GLENN GREENWALD: Correct. That’s what the Der Spiegel report indicates, based on the documents that they’ve published. But we’ve actually been working, ourselves, on certain stories that should be published soon regarding similar interdiction efforts. And one of the things that I think is so amazing about this, Amy, is that the U.S. government has spent the last three or four years shrilly, vehemently warning the world that Chinese technology companies are unsafe to purchase products from, because they claim the Chinese government interdicts these products and installs surveillance, backdoors and other forms of malware onto the machinery so that when you get them, immediately your privacy is compromised. And they’ve actually driven Chinese firms out of the U.S. market and elsewhere with these kinds of accusations. Congress has convened committees to issue reports making these kind of accusations about Chinese companies. And yet, at the same time, the NSA is doing exactly that which they accuse these Chinese companies of doing. And there’s a real question, which is: Are these warnings designed to steer people away from purchasing Chinese products into the arms of the American industry so that the NSA’s ability to implant these devices becomes even greater, since now everybody is buying American products out of fear that they can no longer buy Chinese products because this will happen to them?

AMY GOODMAN: The story is reported by Jacob Appelbaum, Laura Poitras and a group of Der Spiegel reporters. Is this based, Glenn, on Edward Snowden’s revelations, the documents that he got out and shared with you and Laura Poitras?

GLENN GREENWALD: Der Spiegel doesn’t actually indicate the origin of the documents, so I’m going to go ahead and let them speak to that themselves. What I can tell you is that there are documents in the archive that was provided to us by Edward Snowden that detail similar programs. Whether these specific documents that Der Spiegel published come from them or from a different source is something I’m going to go ahead and let them address.

AMY GOODMAN: Talk about the beginning of this piece. “In January 2010, numerous homeowners in San Antonio, Texas, stood baffled in front of their closed garage doors.” Take it from there, Glenn. Glenn, are you still with us? We may have just lost Glenn. I’ll just read a little more, until we reconnect with Glenn.

“In January 2010, numerous homeowners in San Antonio, Texas, stood baffled in front of their closed garage doors. They wanted to drive to work or head off to do their grocery shopping, but their garage door openers had gone dead, leaving them stranded. No matter how many times they pressed the buttons, the doors didn’t budge. The problem primarily affected residents in the western part of the city, around Military Drive and the interstate highway known as Loop 410.

“In the United States, a country of cars and commuters, the mysterious garage door problem quickly became an issue for local politicians. Ultimately, the municipal government solved the riddle. Fault for the error lay with the United States’ foreign intelligence service, the National Security Agency, which has offices in San Antonio. Officials at the agency were forced to admit that one of the NSA’s radio antennas was broadcasting at the same frequency as the garage door openers. Embarrassed officials at the intelligence agency promised to resolve the issue as quickly as possible, and soon the doors began opening again.

“It was thanks to the garage door opener episode that Texans learned just how far the NSA’s work had encroached upon their daily lives. For quite some time now, the intelligence agency has maintained a branch with around 2,000 employees at Lackland Air Force Base, also in San Antonio.”

__What the task requires__
Answer these questions using the transcript.
1. For how many years, according to Greenwald, has the U.S. government warned the world about Chinese technology companies?
2. Which part of San Antonio was mainly affected by the garage door problem?
3. About how many employees does the NSA branch at Lackland Air Force Base have?
The items after the transcript aren't needed.

__Records provided__

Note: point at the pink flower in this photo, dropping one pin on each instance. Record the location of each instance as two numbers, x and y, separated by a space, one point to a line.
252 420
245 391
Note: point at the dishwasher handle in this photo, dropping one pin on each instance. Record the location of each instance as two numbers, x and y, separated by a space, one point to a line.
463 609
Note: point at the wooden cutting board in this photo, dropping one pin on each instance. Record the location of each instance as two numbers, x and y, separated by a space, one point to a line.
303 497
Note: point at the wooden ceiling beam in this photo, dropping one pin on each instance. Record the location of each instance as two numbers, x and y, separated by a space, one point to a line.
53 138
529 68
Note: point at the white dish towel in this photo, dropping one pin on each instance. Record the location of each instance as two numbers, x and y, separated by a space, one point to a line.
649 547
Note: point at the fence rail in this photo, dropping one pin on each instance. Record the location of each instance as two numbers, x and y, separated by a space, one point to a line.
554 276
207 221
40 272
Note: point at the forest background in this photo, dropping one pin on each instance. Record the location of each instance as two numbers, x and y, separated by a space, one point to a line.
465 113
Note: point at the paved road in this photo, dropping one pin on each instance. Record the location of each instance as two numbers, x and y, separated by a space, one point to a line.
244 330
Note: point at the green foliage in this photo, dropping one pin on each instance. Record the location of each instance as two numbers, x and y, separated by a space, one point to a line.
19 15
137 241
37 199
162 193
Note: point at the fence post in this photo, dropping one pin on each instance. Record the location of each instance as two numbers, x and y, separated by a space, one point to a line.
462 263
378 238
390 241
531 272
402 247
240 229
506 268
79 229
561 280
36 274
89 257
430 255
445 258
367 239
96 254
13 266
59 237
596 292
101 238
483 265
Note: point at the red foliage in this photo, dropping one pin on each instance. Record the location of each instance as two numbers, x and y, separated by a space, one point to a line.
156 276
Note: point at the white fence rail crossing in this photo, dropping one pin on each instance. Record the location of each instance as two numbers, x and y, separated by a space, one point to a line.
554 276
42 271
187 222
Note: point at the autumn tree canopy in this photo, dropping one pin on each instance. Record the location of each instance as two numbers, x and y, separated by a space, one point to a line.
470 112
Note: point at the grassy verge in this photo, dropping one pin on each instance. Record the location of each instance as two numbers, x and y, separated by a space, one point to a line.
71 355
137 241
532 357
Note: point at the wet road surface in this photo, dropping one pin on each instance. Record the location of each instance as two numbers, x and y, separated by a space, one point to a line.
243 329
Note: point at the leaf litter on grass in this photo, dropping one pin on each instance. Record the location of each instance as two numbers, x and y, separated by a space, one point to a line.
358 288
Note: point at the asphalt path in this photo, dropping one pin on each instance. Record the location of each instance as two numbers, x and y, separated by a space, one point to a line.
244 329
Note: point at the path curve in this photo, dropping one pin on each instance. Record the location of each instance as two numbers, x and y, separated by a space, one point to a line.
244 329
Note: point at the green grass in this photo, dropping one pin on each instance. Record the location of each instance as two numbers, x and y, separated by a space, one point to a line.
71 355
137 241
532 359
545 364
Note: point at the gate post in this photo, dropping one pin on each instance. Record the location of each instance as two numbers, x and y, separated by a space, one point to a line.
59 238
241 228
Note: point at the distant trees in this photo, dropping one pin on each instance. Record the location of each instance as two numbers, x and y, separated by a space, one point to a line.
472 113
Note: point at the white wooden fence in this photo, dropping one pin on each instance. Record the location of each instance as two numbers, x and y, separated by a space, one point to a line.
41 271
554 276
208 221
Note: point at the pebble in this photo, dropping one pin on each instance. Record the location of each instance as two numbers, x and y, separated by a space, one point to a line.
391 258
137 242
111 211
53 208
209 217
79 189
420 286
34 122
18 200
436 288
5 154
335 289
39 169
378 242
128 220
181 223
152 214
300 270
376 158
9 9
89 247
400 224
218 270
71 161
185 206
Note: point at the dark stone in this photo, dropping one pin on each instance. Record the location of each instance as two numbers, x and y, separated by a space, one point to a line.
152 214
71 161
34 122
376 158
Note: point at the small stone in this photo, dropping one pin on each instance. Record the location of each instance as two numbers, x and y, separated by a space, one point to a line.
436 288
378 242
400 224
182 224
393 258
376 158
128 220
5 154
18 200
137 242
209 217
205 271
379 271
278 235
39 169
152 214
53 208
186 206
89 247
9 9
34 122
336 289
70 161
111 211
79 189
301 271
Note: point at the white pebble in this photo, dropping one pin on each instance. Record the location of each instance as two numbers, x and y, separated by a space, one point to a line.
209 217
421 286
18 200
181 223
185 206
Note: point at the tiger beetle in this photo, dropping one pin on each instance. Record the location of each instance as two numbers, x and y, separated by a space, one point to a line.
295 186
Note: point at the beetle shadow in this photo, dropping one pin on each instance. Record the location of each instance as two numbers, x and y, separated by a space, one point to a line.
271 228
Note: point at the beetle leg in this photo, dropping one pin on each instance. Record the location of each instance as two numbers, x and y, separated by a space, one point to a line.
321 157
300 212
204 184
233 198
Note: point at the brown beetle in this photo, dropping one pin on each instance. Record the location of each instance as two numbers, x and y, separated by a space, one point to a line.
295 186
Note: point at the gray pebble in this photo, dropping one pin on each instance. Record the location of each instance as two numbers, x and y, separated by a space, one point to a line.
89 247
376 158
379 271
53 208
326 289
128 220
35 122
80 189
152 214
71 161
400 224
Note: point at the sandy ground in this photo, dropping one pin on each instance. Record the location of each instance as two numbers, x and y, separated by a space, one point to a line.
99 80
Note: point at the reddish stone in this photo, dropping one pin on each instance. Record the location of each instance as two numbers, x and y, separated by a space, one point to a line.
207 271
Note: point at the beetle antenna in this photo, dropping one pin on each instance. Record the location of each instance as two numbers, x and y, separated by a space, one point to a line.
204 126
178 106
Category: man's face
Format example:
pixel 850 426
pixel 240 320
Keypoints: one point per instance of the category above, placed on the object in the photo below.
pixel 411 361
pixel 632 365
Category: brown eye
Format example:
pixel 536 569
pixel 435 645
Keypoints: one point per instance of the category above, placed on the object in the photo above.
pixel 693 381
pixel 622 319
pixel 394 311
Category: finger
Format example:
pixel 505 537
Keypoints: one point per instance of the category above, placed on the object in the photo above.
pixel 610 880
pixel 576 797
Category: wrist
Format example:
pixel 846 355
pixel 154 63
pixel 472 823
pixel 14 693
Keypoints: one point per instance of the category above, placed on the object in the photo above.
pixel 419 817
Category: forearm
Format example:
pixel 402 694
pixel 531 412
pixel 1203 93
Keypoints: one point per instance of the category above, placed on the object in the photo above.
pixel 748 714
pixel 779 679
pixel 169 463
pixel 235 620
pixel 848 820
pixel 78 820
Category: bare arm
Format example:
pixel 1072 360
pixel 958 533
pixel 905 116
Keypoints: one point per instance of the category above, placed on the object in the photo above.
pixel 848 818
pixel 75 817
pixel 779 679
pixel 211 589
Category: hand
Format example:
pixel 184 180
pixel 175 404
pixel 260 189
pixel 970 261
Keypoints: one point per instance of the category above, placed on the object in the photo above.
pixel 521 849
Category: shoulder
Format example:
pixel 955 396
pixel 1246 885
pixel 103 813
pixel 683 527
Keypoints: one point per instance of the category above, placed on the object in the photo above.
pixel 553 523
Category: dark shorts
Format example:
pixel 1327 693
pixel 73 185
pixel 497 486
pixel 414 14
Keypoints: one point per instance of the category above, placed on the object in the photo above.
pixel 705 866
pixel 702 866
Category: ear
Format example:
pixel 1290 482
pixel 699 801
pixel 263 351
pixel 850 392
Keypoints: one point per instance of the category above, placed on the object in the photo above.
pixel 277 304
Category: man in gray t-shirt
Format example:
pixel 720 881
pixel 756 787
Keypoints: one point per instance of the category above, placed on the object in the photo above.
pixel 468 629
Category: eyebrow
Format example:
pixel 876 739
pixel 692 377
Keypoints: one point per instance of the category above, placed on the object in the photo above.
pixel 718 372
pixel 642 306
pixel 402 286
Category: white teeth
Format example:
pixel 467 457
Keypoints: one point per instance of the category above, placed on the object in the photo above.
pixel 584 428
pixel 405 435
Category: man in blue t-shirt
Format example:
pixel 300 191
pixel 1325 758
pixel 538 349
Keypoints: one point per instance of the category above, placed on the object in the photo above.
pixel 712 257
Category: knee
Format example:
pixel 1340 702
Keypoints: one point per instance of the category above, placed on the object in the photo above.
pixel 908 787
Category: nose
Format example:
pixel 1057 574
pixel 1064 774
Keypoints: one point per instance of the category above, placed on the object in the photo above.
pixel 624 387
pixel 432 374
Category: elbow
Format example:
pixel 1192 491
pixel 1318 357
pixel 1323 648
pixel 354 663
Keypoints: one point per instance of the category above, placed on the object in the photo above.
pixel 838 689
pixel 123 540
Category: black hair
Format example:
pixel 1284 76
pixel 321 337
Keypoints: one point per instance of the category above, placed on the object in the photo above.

__Response to the task__
1. Three or four years.
2. The western part of the city, around Military Drive and Loop 410.
3. Around 2,000.